_CONSEGNA A_. Per favore, ricopia tali e quali le righe di dati riportate più avanti, dalla prima fino a quella che contiene "column 1025, row 106", entrambe comprese.

_ESTRATTO_.
'''

# Forum Argomenti di discussione Manovre fiscali, legge stabilità e Finanziarie  IVA agevolata al 10% DL bersani

## mimì67

buongiorno a tutti. avrei un problema da risolvere. sono un artigiano idraulico e un mio cliente al momento del pagamento, mi ha richiesto l'emissione della fattura al 10% per effetto del decreto Bersani.Il problema sussiste in quanto i materiali che ho acquistato per effettuare i lavori sono stati acquistati al 20% di IVA. Come faccio adesso a fatturarli al 10%?inoltre il cliente deve essere in possesso di qualche documento che attesti che ha ricevuto l'agevolazione al 10%? Posso emettere due diverse fatture una per i materiali al 20% e casomai una per la manodopera al 10%? grazie a tutti :Confused:

----------


## Speedy

> buongiorno a tutti. avrei un problema da risolvere. sono un artigiano idraulico e un mio cliente al momento del pagamento, mi ha richiesto l'emissione della fattura al 10% per effetto del decreto Bersani.Il problema sussiste in quanto i materiali che ho acquistato per effettuare i lavori sono stati acquistati al 20% di IVA. Come faccio adesso a fatturarli al 10%?inoltre il cliente deve essere in possesso di qualche documento che attesti che ha ricevuto l'agevolazione al 10%? Posso emettere due diverse fatture una per i materiali al 20% e casomai una per la manodopera al 10%? grazie a tutti

  Per usufruire dell'iva ridotta il cliente deve rilasciare una autocertificazione. Per quanto riguarda l'iva sui materiali va emessa una unica fattura comprendente sia i materiali sia la manodopera. I materiali vanno fatturati in parte con l'iva 10% (pari al valore della manodopera) ed il resto con iva 20%.
Faccio un esempio: materiali 3000 manodopera 1000, quindi manodopera 1000 al 10% + materiali 1000 al 10% + materiali 2000 al 20%.
L'iva pagata per l'acquisto dei materiali va portata interamente in detrazione con l'iva riscossa per tutte le fatture emesse e quindi interamente compensata, eventualmente generando un credito iva che si può recuperare nei mesi successivi.
Ciao

----------


## Mauro1811

> buongiorno a tutti. avrei un problema da risolvere. sono un artigiano idraulico e un mio cliente al momento del pagamento, mi ha richiesto l'emissione della fattura al 10% per effetto del decreto Bersani.Il problema sussiste in quanto i materiali che ho acquistato per effettuare i lavori sono stati acquistati al 20% di IVA. Come faccio adesso a fatturarli al 10%?inoltre il cliente deve essere in possesso di qualche documento che attesti che ha ricevuto l'agevolazione al 10%? Posso emettere due diverse fatture una per i materiali al 20% e casomai una per la manodopera al 10%? grazie a tutti

  ..Nessun problema per la diversa aliquota IVA .. (Credito/debito... per differenza liquidi l'iva). In merito alla fatturazione se vi sono beni significativi devi fare il calcolo come indicato da Speedy (solo in caso di beni significativi... ma probabilmente è il tuo caso). La possibilità di fatturare al 10% è prevista dalla legge 488/99 art. 7 e succ. modifiche quindi non sarebbe necessario nulla (unica possibile precisazione relativa al fatto che l'immobile oggetto di intervento è identificato come civile abitazione)

'''

_CONSEGNA B_. Nell'estratto, che cosa deve rilasciare il cliente per usufruire dell'IVA ridotta, secondo la risposta di Speedy?

_RIGHE DI DATI_.
'''

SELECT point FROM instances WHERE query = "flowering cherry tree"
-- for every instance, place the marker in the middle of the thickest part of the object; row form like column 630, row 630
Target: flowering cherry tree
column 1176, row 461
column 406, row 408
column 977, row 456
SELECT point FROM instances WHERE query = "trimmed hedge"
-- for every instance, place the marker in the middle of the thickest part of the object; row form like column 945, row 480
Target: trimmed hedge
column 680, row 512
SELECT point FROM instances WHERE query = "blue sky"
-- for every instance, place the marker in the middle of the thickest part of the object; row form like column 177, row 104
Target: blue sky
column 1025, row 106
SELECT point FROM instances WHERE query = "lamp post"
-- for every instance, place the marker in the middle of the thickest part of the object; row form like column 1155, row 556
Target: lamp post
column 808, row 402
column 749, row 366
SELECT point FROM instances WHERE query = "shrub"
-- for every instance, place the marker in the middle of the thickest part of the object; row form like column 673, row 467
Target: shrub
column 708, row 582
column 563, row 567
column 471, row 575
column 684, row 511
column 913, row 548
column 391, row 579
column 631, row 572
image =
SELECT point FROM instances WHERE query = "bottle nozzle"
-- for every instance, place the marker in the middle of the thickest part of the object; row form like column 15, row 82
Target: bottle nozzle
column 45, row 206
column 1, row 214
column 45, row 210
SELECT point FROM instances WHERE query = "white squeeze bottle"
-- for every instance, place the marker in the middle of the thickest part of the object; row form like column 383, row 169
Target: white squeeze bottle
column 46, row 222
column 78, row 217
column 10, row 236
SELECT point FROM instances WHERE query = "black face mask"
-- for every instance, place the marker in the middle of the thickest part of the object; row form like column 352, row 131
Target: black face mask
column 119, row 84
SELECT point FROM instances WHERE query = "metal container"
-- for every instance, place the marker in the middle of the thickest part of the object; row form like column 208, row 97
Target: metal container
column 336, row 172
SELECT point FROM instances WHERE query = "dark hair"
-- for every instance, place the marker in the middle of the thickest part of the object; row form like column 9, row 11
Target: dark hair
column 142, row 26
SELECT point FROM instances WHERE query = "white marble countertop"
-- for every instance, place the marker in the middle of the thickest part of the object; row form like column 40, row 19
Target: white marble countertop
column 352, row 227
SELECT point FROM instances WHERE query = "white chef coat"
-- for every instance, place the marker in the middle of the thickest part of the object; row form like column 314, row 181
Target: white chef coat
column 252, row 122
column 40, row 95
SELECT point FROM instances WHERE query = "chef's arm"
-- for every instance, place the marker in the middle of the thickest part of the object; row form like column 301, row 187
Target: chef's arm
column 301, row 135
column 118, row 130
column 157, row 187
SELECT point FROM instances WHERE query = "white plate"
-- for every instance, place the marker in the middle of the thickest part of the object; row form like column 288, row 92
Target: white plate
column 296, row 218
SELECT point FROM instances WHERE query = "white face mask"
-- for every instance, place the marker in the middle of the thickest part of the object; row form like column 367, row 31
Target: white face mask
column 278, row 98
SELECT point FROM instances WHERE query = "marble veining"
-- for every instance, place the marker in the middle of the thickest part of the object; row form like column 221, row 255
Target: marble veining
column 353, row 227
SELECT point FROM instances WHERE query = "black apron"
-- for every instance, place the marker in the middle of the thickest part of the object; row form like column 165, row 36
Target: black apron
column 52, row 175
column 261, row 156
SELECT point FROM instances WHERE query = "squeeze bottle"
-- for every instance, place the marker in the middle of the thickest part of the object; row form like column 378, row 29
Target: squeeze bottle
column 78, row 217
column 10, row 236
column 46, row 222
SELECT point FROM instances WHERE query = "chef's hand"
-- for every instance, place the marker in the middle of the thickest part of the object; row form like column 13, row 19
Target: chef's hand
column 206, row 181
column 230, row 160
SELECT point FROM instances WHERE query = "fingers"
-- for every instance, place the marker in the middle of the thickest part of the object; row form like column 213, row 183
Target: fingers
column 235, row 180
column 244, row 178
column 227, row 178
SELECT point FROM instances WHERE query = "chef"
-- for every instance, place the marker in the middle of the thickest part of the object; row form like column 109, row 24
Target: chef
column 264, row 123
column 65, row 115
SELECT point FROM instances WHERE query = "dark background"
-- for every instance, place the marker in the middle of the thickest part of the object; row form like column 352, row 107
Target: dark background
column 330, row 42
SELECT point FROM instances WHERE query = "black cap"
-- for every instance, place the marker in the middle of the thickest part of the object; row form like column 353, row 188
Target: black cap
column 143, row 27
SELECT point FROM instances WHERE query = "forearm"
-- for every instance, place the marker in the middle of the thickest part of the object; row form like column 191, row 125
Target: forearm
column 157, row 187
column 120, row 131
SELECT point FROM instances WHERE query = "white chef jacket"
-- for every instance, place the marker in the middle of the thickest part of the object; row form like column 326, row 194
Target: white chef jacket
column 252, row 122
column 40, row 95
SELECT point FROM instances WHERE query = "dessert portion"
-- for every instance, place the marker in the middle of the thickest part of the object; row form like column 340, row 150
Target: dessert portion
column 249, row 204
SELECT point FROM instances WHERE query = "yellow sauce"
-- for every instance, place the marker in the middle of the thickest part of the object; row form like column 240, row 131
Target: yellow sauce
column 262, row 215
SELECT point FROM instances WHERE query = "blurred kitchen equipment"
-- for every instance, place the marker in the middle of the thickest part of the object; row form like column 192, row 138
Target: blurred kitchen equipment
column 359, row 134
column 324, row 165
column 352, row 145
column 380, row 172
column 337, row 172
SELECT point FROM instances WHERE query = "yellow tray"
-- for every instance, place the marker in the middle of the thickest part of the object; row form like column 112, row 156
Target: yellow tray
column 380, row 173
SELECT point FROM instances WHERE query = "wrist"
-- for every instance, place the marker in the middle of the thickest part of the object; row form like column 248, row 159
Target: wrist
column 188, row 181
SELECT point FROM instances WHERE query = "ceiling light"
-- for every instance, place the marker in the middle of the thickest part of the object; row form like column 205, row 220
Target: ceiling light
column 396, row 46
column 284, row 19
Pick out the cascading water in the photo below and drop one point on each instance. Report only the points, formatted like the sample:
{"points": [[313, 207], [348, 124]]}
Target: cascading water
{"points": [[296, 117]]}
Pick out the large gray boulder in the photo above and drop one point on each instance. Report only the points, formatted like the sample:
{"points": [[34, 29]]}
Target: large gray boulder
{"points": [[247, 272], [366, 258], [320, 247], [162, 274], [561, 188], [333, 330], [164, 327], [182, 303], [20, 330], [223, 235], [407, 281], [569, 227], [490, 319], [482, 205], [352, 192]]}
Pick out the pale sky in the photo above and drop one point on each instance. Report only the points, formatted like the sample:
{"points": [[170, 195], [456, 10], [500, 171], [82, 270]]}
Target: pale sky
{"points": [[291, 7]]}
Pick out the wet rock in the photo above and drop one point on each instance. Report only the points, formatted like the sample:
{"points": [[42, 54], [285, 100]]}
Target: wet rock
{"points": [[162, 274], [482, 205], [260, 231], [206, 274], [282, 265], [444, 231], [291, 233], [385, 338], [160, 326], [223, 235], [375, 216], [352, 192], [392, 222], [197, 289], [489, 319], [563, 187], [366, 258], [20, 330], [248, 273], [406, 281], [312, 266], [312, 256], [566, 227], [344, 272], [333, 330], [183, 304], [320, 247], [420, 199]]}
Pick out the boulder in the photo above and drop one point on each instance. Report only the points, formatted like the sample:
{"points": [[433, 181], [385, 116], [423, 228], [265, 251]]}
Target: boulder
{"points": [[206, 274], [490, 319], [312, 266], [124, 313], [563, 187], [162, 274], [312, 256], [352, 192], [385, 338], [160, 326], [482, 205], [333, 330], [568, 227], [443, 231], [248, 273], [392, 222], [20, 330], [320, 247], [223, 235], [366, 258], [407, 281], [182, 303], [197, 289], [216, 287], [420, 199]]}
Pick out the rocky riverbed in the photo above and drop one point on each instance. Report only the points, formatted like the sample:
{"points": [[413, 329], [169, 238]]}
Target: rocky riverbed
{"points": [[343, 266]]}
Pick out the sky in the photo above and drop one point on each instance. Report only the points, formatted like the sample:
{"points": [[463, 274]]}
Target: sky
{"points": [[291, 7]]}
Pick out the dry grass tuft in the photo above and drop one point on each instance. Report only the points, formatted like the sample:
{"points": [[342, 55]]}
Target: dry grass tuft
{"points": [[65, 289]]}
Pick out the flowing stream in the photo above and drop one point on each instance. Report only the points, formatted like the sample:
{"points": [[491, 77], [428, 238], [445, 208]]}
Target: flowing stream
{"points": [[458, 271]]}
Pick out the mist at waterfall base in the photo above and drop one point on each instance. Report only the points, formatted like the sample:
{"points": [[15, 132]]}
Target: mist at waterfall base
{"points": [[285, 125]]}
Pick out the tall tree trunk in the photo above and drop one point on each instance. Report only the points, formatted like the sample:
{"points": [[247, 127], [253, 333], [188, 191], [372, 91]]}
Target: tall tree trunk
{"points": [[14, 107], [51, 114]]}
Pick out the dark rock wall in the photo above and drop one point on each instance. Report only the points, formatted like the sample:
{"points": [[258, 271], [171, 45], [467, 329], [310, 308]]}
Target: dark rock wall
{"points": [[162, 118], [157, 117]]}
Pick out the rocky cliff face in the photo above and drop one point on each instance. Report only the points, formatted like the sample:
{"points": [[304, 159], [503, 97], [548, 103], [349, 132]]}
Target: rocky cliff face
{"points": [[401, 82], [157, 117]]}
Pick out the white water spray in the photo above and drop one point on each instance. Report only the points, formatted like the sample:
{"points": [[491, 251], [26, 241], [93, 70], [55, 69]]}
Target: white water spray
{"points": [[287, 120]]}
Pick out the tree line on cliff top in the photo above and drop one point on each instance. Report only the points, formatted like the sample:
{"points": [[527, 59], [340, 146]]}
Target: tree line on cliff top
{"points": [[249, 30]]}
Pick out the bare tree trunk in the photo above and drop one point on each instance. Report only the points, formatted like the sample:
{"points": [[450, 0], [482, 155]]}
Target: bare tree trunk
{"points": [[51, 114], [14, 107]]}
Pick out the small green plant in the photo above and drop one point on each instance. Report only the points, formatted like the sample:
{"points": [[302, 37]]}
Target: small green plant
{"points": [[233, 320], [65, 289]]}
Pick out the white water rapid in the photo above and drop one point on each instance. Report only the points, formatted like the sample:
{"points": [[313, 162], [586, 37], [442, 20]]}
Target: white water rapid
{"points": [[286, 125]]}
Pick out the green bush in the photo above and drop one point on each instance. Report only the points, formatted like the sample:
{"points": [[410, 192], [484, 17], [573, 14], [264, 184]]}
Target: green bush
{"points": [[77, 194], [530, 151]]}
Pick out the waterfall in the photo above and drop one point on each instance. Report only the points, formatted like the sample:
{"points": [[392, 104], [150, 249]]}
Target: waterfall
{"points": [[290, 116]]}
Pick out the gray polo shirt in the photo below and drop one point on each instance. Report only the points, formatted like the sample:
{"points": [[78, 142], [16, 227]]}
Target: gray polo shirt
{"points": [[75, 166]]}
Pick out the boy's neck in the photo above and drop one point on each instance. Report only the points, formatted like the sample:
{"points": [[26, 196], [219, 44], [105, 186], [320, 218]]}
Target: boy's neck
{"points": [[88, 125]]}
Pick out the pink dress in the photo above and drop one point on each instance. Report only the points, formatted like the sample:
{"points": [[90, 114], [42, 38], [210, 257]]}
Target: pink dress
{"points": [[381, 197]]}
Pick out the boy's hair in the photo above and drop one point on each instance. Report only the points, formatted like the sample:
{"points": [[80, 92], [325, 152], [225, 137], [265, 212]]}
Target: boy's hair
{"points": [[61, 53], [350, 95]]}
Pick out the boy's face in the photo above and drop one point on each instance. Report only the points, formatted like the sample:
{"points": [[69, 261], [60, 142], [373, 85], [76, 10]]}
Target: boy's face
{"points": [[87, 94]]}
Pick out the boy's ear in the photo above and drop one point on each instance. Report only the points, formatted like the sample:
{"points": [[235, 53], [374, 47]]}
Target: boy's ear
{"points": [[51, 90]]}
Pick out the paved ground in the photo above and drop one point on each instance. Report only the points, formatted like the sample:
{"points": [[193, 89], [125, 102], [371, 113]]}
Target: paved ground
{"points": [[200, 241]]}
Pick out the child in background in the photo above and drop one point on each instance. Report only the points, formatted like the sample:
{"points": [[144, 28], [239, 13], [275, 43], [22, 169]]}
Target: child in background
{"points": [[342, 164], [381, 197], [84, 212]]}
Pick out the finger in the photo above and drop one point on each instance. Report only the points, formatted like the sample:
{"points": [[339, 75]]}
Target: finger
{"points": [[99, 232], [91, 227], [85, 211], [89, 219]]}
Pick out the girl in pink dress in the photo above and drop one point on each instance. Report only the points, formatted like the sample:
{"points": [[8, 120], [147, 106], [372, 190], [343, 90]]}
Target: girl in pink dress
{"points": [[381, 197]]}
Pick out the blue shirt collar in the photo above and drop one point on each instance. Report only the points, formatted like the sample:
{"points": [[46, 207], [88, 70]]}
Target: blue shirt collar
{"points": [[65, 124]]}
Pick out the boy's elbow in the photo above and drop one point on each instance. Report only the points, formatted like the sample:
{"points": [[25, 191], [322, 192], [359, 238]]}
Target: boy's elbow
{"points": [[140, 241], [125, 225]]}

'''

_RISPOSTA SVOLTA A_.
SELECT point FROM instances WHERE query = "flowering cherry tree"
-- for every instance, place the marker in the middle of the thickest part of the object; row form like column 630, row 630
Target: flowering cherry tree
column 1176, row 461
column 406, row 408
column 977, row 456
SELECT point FROM instances WHERE query = "trimmed hedge"
-- for every instance, place the marker in the middle of the thickest part of the object; row form like column 945, row 480
Target: trimmed hedge
column 680, row 512
SELECT point FROM instances WHERE query = "blue sky"
-- for every instance, place the marker in the middle of the thickest part of the object; row form like column 177, row 104
Target: blue sky
column 1025, row 106

_RISPOSTA SVOLTA B_. Il cliente deve rilasciare un'autocertificazione.